PROBLEM STATEMENT -> What is needed is an exact copy of the entries below, from the line that contains "on petal in this photo." through the final line, both included, and nothing else.

Data items ->
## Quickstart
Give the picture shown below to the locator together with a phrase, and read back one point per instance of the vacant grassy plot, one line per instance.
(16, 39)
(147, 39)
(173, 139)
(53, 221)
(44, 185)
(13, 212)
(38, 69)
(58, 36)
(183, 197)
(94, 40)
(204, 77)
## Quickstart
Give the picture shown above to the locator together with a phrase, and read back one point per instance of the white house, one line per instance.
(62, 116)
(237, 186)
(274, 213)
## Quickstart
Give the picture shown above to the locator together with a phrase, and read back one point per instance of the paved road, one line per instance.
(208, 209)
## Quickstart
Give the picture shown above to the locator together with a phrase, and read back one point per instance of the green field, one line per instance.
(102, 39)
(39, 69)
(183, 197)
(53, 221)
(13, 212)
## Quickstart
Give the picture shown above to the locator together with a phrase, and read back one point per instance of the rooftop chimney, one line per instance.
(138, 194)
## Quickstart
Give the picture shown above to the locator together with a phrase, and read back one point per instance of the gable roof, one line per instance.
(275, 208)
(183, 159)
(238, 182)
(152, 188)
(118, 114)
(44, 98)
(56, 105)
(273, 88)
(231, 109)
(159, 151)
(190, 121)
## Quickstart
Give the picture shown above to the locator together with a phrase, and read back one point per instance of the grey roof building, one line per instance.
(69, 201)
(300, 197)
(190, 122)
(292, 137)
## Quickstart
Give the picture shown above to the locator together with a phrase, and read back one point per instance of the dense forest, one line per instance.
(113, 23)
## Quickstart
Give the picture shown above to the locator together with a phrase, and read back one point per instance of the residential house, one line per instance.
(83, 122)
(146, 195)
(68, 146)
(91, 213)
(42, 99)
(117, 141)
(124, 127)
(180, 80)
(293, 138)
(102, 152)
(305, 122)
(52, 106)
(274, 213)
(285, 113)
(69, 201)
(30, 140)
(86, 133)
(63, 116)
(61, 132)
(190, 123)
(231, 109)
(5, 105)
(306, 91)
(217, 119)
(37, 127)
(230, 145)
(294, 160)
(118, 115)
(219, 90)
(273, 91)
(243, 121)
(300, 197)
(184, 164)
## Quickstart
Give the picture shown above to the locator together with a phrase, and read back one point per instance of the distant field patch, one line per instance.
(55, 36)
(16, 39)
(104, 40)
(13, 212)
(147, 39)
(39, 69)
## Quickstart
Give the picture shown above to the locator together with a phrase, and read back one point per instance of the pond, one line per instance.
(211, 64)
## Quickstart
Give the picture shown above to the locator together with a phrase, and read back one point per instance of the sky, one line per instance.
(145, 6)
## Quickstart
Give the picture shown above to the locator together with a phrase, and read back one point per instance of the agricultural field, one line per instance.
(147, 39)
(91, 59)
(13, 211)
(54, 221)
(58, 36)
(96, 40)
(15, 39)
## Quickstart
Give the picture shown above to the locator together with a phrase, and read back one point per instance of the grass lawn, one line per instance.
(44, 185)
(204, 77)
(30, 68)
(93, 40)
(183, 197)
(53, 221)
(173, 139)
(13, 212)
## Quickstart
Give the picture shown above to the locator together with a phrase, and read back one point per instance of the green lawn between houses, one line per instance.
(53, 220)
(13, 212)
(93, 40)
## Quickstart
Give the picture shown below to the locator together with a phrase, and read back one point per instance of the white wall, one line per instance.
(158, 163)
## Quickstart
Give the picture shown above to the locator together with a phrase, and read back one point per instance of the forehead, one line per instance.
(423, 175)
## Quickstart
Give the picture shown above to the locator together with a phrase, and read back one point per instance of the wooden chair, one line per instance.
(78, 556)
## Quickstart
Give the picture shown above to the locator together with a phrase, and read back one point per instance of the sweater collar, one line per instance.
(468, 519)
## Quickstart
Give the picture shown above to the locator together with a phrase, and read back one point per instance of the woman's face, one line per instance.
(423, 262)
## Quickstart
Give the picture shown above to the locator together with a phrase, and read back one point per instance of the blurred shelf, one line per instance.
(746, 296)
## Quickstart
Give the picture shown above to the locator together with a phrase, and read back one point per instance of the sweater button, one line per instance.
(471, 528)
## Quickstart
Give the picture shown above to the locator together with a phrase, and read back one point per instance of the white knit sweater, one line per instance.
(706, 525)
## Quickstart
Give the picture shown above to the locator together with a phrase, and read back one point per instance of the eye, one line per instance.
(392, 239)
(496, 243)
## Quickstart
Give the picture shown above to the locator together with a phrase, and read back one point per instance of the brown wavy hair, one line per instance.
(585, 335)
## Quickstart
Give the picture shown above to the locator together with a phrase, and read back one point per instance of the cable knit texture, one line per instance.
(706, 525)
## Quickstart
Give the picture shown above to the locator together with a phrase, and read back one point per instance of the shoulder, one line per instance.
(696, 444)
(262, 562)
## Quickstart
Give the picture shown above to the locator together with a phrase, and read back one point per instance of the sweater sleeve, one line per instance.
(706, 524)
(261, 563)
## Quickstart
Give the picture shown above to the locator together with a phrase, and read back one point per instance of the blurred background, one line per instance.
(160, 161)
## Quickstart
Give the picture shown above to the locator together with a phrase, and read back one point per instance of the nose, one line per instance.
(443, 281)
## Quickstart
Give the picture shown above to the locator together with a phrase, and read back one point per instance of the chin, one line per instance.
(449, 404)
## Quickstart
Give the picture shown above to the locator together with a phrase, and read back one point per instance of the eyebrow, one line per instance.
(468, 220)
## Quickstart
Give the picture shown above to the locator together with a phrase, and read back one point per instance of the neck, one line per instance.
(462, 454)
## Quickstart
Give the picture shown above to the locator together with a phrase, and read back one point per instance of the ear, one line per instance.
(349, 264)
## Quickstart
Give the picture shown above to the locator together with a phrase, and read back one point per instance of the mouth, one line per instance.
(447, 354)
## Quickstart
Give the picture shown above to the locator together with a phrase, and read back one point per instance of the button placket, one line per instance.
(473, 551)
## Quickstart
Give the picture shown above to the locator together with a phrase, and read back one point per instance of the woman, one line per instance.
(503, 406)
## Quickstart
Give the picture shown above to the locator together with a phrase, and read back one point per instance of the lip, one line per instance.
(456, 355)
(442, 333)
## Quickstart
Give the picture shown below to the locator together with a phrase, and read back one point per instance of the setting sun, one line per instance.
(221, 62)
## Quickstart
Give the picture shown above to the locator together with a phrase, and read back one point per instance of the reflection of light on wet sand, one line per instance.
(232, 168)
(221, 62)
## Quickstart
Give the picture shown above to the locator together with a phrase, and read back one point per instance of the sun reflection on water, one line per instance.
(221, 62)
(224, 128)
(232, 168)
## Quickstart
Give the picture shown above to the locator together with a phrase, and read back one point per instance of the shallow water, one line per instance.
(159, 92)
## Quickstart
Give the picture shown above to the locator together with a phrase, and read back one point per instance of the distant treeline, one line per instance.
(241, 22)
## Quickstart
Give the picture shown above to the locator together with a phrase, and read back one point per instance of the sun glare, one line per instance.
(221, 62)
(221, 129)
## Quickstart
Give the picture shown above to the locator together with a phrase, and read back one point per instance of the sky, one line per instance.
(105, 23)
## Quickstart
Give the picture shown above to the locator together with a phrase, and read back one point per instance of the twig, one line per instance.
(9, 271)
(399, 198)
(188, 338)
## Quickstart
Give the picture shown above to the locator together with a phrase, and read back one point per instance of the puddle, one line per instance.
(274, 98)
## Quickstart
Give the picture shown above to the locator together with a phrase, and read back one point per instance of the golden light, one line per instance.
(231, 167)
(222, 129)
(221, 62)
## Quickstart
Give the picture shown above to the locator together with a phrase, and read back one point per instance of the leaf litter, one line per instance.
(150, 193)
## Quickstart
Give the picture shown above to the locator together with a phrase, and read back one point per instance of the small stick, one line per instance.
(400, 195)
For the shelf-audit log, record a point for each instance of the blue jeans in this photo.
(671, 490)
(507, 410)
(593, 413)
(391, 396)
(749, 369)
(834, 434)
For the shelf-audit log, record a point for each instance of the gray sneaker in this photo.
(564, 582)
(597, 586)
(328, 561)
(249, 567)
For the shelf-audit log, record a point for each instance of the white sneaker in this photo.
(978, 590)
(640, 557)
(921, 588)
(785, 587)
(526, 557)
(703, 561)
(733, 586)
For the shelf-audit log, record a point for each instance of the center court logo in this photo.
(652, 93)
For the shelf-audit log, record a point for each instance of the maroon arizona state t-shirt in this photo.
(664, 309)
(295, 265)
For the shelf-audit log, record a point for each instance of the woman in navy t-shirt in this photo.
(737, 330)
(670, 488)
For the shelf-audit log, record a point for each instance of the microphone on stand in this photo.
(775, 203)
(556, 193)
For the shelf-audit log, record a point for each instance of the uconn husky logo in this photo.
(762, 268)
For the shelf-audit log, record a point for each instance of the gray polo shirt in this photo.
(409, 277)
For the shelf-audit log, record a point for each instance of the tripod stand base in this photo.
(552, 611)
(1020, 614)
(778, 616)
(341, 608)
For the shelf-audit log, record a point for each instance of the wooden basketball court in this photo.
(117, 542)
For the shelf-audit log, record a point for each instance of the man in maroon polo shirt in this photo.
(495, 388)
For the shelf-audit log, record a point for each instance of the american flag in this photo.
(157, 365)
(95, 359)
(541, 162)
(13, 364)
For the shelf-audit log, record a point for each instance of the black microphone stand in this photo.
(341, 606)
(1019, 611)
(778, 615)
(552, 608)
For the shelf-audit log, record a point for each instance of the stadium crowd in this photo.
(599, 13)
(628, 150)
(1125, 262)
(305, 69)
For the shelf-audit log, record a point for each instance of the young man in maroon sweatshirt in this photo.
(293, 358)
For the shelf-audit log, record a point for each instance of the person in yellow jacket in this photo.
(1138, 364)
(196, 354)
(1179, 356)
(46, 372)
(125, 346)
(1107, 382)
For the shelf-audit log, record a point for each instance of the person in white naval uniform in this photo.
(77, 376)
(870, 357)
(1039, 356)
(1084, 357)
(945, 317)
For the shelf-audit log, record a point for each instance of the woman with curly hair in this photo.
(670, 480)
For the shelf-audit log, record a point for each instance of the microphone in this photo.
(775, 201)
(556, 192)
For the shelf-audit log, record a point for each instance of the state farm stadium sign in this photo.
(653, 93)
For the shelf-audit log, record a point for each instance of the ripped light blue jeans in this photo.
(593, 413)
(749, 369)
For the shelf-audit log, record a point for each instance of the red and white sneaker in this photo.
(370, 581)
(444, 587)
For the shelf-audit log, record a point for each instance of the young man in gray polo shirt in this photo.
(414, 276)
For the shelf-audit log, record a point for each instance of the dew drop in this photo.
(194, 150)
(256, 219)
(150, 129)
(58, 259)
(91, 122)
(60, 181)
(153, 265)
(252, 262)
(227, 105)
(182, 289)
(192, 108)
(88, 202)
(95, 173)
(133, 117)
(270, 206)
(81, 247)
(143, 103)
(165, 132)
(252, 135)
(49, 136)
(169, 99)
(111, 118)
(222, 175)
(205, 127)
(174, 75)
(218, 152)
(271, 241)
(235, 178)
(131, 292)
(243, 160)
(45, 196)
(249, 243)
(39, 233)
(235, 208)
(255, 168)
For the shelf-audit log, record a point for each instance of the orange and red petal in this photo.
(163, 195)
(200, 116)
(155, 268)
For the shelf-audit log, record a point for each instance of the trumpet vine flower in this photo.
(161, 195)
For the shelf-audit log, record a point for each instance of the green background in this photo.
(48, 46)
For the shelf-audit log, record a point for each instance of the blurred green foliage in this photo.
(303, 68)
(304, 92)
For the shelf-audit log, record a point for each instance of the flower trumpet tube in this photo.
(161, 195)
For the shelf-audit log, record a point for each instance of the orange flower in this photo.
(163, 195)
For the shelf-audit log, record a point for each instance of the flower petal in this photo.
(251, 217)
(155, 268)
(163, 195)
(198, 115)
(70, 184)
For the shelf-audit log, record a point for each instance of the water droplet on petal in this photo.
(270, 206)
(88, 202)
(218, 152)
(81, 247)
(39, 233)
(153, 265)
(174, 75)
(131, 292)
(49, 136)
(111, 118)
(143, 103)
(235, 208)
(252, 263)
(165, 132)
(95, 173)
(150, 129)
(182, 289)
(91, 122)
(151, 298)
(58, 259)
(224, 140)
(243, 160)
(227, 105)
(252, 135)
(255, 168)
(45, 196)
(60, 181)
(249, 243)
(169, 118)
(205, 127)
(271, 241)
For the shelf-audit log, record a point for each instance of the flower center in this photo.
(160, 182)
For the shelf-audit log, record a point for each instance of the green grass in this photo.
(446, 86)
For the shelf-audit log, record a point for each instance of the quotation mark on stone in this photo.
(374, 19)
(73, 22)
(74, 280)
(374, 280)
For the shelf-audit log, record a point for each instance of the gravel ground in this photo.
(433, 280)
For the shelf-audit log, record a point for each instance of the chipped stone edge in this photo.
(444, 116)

WRITTEN ANSWER ->
For the shelf-audit log, record a point for each instance of the water droplet on petal in this photo.
(270, 206)
(88, 202)
(218, 152)
(81, 247)
(39, 233)
(153, 265)
(174, 75)
(131, 292)
(49, 136)
(111, 118)
(143, 103)
(235, 208)
(252, 263)
(165, 132)
(95, 173)
(150, 129)
(182, 289)
(91, 122)
(151, 298)
(58, 259)
(224, 140)
(243, 160)
(227, 105)
(252, 135)
(255, 168)
(45, 196)
(60, 181)
(249, 243)
(169, 118)
(205, 127)
(271, 241)
For the shelf-audit log, record a point for each instance of the flower center in this photo.
(160, 182)
For the shelf-audit log, record a point for each instance of the green grass in this photo.
(446, 86)
For the shelf-audit log, record a point for each instance of the quotation mark on stone in this photo.
(374, 19)
(73, 22)
(74, 280)
(374, 280)
For the shelf-audit log, record a point for each instance of the gravel ground in this photo.
(433, 280)
For the shelf-audit log, record a point for each instance of the chipped stone edge in this photo.
(444, 116)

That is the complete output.